Pursuant to Federal Rules of Civil Procedure 55(c) and 60(b), an entry of default and a default judgment may be set aside only upon the showing of: (1) mistake, inadvertence, or excusable neglect; (2) newly discovered evidence; (3) fraud, misrepresentation or other misconduct of the adverse party; (4) the judgment is void; (5) the judgment has been satisfied, released, or discharged; or (6) any other reason justifying relief from judgment. See also Burrell v. Henderson, 434 F.3d 826 (6th Cir. 2006); United Coin Meter Co. v. Seaboard Coastline R.R., 705 F.2d 839 (6th Cir. 1983). As set forth in United Coin, the Court also must determine that good cause exists for setting aside default judgment by assessing whether: (a) the plaintiff will be prejudiced; (c) the defendant has a meritorious defense; and (c) culpable [*4]  conduct of the defendant led to the default. Id. at 845; Shepard Claims Serv., Inc. v. William Darrah & Assocs., 796 F.2d 190, 194 (6th Cir. 1986). The foregoing standards are applied more stringently under Rule 60(b) than Rule 55(c). Shepard, 796 F.2d at 194. As the entry of default is a harsh sanction, “[a]ny doubt should be resolved in favor of the petition to set aside the judgment so that cases may be decided on their merits. United Coin, 705 F.2d at 846; Shepard, 796 F.2d 190, 193 (there is a strong preference for deciding cases on the merit rather than by default).

 

  1. Analysis

Defendant argues that there is good cause to set aside the entry of default judgment. Defendant maintains that the default judgment is void because the Carmack Amendment is not applicable in this case. If the Carmack Amendment does not apply, the Court would lack subject matter jurisdiction and would have to dismiss Plaintiff’s cause of action. As the Sixth Circuit stated in Antoine v. Atlas Turner, Inc., 66 F.3d 105, 108 (6th Cir. 1995) (emphasis added):

 

If the underlying judgment is void, it is a per se abuse of discretion for a district court to deny a movant’s motion to vacate the judgment under Rule 60(b)(4). United States v. Indoor Cultivation Equipment, 55 F.3d 1311, 1317 (7th Cir. 1995). A judgment is void under 60(b)(4) “if the court that rendered it lacked jurisdiction of the subject matter, or of the parties, or if it acted in a manner inconsistent with due process of law.” In re Edwards, 962 F.2d 641, 644 (7th Cir. 1992) (citation omitted).

## [GIVEN EXERCISE A]
Condense the paragraph of the excerpt on setting aside default judgments that begins "Defendant argues that there is good cause" into a short bulleted list that keeps its main facts.
## [GIVEN EXERCISE B]
Proceed with the excerpt on setting aside default judgments, picking up after its final sentence.

## [ENTRIES PROVIDED]

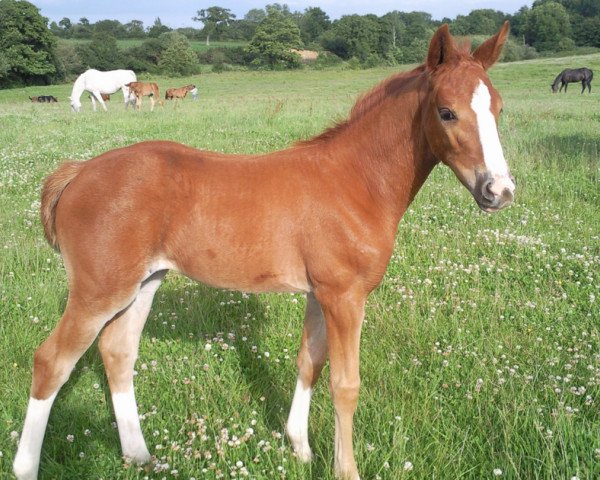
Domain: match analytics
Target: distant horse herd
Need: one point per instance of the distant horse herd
(101, 85)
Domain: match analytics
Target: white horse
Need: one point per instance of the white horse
(97, 82)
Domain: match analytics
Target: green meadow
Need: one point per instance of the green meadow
(480, 353)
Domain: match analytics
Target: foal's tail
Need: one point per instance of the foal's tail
(53, 187)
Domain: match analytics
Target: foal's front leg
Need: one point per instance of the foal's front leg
(118, 345)
(311, 358)
(344, 314)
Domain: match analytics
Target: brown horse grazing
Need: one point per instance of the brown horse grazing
(319, 217)
(44, 99)
(141, 89)
(176, 93)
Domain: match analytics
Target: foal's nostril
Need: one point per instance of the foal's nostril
(487, 192)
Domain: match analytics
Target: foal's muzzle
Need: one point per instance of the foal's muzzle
(494, 192)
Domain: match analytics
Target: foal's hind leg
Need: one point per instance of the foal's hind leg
(119, 343)
(53, 362)
(311, 358)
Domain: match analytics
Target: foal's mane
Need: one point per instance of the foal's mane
(389, 87)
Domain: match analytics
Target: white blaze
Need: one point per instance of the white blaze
(488, 132)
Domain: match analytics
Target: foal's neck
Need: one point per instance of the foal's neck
(388, 147)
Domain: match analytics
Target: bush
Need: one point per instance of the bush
(326, 59)
(178, 58)
(514, 51)
(69, 61)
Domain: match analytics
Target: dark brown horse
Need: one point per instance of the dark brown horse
(319, 217)
(583, 75)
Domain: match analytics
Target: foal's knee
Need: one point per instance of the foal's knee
(49, 371)
(345, 394)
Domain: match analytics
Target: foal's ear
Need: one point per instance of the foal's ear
(441, 48)
(489, 51)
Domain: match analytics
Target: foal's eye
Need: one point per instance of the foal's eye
(447, 115)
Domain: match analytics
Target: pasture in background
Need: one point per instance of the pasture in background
(480, 349)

## [EXPECTED OUTPUT A]
- Defendant argues there is good cause to set aside the default judgment.
- Defendant contends the judgment is void because the Carmack Amendment does not apply to this case.
- If the Carmack Amendment does not apply, the Court would lack subject matter jurisdiction and would have to dismiss Plaintiff's cause of action.
- The paragraph then introduces a statement by the Sixth Circuit in Antoine v. Atlas Turner, Inc., 66 F.3d 105, 108 (6th Cir. 1995), with emphasis added.

## [EXPECTED OUTPUT B]
 

 

Defendant contends that this meritorious defense precludes any prejudice to Plaintiff, particularly [*5]  as there was no culpable conduct by Defendant. The Court agrees.

It is undisputed that the sole basis for subject matter jurisdiction in this Court is Plaintiff’s claim for damage to perishable food goods, a claim allegedly rooted in the Carmack Amendment. The Carmack Amendment states:

 

(a) GENERAL LIABILITY.

 

(1) MOTOR CARRIERS AND FREIGHT FORWARDERS. A carrier providing transportation or service subject to jurisdiction under subchapter I or III of chapter 135 shall issue a receipt or bill of lading for property it receives for transportation under this part. That carrier and any other carrier that delivers the property and is providing transportation or service subject to jurisdiction under subchapter I or III of chapter 135 or chapter 105 are liable to the person entitled to recover under the receipt or bill of lading. The liability imposed under this paragraph is for the actual loss or injury to the property caused by (A) the receiving carrier, (B) the delivering carrier, or (C) another carrier over whose line or route the property is transported in the United States or from a place in the United States to a place in an adjacent foreign country when transported under a through bill of lading and, except in the case of a freight [*6]  forwarder, applies to property reconsigned or diverted under a tariff under section 13702.

 

 

 

 

The Carmack Amendment applies only to transportation subject to motor carrier or freight forwarder jurisdiction of the Secretary of Transportation or the Surface Transportation Board. 49 U.S.C. § 13506 addresses “Miscellaneous motor carrier transportation exemptions.” Section 13506 states, in relevant part (emphasis added):

(a) IN GENERAL.–Neither the Secretary nor the Board has jurisdiction under this part over–

* * *

 

(6) transportation by motor vehicle of–

 

 

(A) ordinary livestock;

(B) agricultural or horticultural commodities (other than manufactured products thereof);

(C) commodities listed as exempt in the Commodity List incorporated in ruling numbered 107, March 19, 1958, Bureau of Motor Carriers, Interstate Commerce Commission, other than frozen fruits, frozen berries, frozen vegetables, cocoa beans, coffee beans, tea, bananas, or hemp, or wool imported from a foreign country, wool tops and noils, or wool waste (carded, spun, woven, or knitted);

 

 

 

 

* * *

 

 

Administrative Ruling 107, now Composite Commodity List Administrative Ruling 119, includes as exempt commodities:

(1) Bagged commodities: Placing exempt commodities in bags does not effect the exempt status (page [*7]  1);

(2) Horticultural commodities. Plants, vegetables, flowers, Exempt — Law (page 17);

(3) Packaged commodities: Packaging exempt commodities does not affect their exempt status — Law, (page 21);

(4) Vegetables; Bagged — Exempt — Law (page 26);

(5) Vegetables — Cut up — fresh, in cellophane bags — Exempt — law (page 27);

(6) Vegetables — Washed, fresh, in cellophane bags — Exempt — Law (page 28).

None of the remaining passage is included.